• _Passage_
* * * * *

Ed Bott is an award-winning technology writer with more than two decades' experience writing for mainstream media outlets and online publications. He's served as editor of the U.S. edition of PC Computing and managing editor of PC World; both publications had monthly paid circulation in excess of 1 million during his tenure. He is the author of more than 25 books on Microsoft Windows and Office, including the recently released Windows 7 Inside Out.

Talkback Most Recent of 72 Talkback(s)

  • Existing copies of XP don't expire want to bet?
    OEM and Boxed Set Users copies need activation after re-installation. If MS Playsforsure is anything to go by. At 2015 will just turn XP activation servers off for good so reinstall will no longer be a option for all OEM and Boxed set users. Past this point the only people who will still be able to use it are copyright breachers and companies with VLK.

    There is nothing in the OEM or Boxed Set Licenses that say that MS has to free the old XP OEM and Boxed Set from the activation servers.
    ZDNet Gravatar
    oiaohm
    13th Jul 2010
  • ZDNet Blogger

    Not exactly
    OEM copies from royalty OEMs do not need activation at all. They are preactivated, and if you reinstall that image from the original OEM media the activation status is preserved.

    In the past, Microsoft has publicly said if they ever decide to shut activation servers down they will release a patch that will eliminate the need for activation.
    ZDNet Gravatar
    Ed Bott
    13th Jul 2010
  • Boy history is a bugger.
    Royalty OEM's most of those cannot be moved to new motherboards. I forgot about those uglys where you don't always have media at all it was on the harddrive so leaving you screwed. If you do have media they install a stack of junk programs as well.

    I should have been more exact. The ones where you get a real looking Windows disk from MS that only installs windows will no longer work of the OEM if the server gets turned off.

    Playforsure MS made the same kind of promise about activation servers. Then they just turned them off.

    Actions say more than words.

    There is no need to release a patch by the way. Formally release VLK key generator for XP would do the job.

    That they say a patch should be a worry since that could make XP unstable or other bad things as well. VLK key release would be simplest and the safest and MS has not promised todo that.
    ZDNet Gravatar
    oiaohm
    13th Jul 2010
  • OEM keys work... if you know what you're doing...
    @olaohm I know it isn't exactly kosher, but you can use some (maybe most, maybe all) OEM keys with the "System Builder" CD sets you get at places like Microcenter and Newegg - at least with Windows XP. A friend's Compaq died on her, so I used her completely legit OEM Compaq installation key on a Dell that came with a Windows ME key, and it worked like a charm - no activation or anything.

* * * * *

• _Record list_
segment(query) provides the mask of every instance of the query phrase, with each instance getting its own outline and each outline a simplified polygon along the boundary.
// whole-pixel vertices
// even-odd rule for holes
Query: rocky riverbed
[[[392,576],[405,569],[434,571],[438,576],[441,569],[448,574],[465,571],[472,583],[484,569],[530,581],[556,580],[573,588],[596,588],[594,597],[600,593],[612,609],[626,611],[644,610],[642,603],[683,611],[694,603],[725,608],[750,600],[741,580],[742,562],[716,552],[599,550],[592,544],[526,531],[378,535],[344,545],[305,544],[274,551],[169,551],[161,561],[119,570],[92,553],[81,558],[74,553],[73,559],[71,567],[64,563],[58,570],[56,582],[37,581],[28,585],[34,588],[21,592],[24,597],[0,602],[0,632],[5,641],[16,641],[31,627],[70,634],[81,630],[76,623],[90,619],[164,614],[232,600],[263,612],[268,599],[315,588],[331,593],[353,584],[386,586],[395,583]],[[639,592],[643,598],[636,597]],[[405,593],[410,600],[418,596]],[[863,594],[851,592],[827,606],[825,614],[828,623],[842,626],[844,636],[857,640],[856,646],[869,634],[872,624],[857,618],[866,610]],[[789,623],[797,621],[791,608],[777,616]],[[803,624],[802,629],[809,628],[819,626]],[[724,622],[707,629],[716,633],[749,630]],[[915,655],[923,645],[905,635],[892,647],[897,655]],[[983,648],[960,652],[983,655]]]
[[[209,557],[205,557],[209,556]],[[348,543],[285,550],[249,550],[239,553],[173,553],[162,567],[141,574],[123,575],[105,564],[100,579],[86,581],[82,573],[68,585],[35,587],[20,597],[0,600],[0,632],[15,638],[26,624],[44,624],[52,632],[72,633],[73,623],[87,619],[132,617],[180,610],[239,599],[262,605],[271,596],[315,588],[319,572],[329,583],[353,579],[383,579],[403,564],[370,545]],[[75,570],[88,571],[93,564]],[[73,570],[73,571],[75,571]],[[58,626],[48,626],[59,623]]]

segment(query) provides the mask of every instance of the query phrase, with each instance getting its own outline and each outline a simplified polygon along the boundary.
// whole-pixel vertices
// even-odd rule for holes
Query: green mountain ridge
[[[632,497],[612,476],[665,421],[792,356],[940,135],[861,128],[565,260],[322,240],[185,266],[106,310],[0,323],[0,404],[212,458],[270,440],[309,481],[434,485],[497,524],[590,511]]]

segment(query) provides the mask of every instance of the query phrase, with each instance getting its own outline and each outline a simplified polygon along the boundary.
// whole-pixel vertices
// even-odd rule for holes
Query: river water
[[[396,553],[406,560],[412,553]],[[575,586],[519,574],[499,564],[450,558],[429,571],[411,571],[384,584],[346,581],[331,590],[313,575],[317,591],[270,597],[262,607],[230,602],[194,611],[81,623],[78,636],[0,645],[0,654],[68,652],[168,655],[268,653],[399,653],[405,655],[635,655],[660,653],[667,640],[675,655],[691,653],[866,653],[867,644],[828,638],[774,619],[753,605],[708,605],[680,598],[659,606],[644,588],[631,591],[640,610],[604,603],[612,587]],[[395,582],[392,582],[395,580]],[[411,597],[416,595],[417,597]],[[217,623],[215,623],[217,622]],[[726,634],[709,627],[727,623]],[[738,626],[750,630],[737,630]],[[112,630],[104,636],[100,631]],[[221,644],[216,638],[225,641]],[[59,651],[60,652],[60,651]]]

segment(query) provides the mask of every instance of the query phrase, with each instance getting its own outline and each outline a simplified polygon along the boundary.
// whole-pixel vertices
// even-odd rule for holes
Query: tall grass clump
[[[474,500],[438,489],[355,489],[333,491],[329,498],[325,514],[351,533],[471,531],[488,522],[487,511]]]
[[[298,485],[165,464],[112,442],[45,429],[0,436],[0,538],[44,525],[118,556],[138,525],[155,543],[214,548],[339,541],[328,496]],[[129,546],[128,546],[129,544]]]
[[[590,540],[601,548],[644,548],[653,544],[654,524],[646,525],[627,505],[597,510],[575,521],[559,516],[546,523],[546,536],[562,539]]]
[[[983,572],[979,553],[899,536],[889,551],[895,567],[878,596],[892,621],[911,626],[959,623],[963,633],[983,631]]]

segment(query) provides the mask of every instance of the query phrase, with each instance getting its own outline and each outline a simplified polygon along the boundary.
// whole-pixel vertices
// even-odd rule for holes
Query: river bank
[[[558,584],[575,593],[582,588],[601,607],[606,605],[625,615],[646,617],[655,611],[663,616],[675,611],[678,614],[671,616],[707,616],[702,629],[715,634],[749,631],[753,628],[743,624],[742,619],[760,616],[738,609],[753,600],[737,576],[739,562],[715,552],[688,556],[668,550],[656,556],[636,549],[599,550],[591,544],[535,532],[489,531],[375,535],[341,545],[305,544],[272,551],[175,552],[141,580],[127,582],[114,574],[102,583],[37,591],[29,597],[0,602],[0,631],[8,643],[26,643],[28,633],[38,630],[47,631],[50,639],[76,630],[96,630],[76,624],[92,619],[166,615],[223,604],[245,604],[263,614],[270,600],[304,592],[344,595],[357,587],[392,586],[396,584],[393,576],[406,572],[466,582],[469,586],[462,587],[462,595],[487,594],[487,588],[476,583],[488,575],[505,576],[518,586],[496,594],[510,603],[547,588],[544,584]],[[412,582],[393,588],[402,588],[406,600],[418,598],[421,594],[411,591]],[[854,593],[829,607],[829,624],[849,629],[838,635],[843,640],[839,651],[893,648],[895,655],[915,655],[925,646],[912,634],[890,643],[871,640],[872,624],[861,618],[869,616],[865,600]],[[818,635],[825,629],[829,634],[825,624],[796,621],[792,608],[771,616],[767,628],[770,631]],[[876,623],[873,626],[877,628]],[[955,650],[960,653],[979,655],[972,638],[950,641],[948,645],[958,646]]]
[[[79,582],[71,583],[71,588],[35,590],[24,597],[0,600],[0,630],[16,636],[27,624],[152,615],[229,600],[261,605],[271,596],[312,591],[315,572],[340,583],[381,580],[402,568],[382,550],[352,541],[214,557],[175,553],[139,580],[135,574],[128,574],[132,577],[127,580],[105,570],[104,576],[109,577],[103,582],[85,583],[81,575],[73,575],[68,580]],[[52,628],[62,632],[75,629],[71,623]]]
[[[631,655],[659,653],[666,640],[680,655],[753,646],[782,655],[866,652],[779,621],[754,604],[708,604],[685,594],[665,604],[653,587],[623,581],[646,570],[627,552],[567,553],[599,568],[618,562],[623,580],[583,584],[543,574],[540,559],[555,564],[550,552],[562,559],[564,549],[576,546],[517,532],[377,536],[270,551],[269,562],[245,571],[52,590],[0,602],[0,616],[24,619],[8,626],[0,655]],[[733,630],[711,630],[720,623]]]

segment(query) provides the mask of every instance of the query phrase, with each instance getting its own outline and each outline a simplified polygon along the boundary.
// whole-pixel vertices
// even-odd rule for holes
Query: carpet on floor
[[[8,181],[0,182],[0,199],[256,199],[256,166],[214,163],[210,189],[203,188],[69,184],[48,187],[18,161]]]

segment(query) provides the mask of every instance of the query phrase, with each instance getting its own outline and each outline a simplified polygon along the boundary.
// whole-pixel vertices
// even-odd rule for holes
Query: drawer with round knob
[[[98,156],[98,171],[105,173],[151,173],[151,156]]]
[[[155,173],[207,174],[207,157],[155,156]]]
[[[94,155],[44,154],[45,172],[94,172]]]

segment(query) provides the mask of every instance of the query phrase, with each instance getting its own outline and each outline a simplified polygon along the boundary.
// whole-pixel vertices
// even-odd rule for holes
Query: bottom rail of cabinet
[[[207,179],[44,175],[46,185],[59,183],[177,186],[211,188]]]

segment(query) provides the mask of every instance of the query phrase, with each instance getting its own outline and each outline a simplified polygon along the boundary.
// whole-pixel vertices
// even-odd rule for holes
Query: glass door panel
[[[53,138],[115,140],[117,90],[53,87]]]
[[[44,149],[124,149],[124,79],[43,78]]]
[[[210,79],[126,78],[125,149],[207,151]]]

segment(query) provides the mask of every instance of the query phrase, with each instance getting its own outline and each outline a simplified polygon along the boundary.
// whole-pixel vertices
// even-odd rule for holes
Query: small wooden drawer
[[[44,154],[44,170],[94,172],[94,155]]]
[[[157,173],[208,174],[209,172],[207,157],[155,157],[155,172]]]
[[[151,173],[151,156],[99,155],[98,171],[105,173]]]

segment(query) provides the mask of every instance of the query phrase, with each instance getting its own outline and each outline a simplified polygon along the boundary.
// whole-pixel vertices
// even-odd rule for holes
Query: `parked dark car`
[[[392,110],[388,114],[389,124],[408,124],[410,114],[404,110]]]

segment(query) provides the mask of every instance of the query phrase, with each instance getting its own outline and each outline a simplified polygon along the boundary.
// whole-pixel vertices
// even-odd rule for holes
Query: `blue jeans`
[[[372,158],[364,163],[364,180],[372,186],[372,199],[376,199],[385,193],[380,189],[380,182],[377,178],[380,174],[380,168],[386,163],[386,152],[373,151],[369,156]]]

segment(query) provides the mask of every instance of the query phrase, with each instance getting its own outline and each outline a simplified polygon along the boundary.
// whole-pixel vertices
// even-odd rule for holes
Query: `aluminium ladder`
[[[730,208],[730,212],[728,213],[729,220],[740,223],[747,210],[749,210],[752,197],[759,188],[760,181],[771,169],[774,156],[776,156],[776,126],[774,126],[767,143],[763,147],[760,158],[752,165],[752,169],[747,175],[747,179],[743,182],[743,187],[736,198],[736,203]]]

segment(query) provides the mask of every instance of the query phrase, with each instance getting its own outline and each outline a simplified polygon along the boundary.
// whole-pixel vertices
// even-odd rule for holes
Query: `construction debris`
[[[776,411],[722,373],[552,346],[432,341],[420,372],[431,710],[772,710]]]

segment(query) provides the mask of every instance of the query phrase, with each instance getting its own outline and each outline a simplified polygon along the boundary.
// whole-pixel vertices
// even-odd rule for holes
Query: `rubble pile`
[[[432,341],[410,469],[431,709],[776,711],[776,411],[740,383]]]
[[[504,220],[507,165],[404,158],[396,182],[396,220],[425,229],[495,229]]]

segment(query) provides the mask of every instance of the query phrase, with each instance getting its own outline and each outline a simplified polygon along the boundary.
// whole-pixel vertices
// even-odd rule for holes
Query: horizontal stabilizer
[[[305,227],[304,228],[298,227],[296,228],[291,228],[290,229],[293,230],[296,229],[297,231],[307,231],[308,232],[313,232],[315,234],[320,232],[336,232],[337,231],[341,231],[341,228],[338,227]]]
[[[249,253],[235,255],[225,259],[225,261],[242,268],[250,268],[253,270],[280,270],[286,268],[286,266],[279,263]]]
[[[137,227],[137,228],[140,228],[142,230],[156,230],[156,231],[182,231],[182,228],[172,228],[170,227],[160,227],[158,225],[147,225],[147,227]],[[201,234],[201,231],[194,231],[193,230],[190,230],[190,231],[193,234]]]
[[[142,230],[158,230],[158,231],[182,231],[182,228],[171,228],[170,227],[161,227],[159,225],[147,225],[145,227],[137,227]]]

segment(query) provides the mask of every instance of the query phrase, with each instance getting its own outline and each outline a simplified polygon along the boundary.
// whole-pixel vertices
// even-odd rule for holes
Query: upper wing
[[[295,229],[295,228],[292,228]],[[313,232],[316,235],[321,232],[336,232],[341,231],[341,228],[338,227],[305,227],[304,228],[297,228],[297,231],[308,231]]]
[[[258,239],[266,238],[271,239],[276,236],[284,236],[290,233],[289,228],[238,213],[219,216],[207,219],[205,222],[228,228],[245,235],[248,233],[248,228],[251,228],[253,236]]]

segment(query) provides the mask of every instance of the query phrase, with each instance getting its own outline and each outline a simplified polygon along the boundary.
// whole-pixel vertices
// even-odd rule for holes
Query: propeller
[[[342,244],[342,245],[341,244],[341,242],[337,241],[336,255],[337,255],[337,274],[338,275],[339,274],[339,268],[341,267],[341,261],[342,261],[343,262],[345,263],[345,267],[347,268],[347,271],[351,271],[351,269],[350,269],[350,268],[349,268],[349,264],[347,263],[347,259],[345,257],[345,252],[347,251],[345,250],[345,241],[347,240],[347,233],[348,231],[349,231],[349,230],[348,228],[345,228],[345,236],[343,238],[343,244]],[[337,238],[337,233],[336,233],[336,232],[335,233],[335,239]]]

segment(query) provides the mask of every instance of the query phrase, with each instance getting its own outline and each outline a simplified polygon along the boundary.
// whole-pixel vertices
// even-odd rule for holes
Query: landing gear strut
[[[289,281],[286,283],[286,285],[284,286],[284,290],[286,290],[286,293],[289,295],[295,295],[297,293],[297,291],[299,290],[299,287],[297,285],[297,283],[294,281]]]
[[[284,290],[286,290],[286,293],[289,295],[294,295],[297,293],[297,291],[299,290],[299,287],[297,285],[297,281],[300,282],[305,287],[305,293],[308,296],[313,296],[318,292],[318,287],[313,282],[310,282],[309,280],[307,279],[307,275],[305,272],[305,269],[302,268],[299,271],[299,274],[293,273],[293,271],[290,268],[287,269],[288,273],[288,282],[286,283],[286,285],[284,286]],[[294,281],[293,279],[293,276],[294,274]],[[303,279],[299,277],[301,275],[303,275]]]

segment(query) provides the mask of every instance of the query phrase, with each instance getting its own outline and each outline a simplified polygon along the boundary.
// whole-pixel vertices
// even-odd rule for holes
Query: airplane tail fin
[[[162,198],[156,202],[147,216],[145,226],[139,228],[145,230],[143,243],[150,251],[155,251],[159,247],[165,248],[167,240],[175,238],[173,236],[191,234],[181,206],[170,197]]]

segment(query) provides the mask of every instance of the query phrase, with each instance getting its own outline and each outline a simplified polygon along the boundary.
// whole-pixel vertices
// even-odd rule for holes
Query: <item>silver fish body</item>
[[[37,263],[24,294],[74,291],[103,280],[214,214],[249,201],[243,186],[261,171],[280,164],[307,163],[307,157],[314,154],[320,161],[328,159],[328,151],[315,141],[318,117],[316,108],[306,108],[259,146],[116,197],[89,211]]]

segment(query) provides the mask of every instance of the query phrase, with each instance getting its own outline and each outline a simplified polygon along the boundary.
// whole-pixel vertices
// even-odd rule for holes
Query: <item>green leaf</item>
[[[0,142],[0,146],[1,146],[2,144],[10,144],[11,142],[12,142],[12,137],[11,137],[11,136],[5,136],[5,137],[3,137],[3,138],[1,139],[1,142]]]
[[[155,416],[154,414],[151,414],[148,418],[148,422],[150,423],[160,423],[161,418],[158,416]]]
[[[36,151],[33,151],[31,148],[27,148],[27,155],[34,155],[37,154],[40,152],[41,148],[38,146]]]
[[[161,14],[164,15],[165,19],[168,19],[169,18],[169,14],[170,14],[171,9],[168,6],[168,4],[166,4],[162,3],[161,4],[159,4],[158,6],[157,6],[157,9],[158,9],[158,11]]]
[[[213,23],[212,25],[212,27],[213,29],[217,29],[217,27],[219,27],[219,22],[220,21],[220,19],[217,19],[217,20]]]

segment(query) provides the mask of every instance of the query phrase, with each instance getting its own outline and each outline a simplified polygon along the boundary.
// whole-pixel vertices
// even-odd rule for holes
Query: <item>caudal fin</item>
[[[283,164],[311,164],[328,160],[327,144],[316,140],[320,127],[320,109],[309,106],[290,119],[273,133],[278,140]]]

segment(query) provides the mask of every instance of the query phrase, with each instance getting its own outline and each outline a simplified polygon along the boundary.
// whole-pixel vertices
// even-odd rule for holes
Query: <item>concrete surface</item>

* * * * *

• _Complete the following_
1. According to the passage, what was Ed Bott's role at PC World?
2. Reproduce the lines of the records starting at the first line and ending at the line that contains "Query: rocky riverbed", including both.

• _Answers per task_
1. He was managing editor of PC World.

2.
segment(query) provides the mask of every instance of the query phrase, with each instance getting its own outline and each outline a simplified polygon along the boundary.
// whole-pixel vertices
// even-odd rule for holes
Query: rocky riverbed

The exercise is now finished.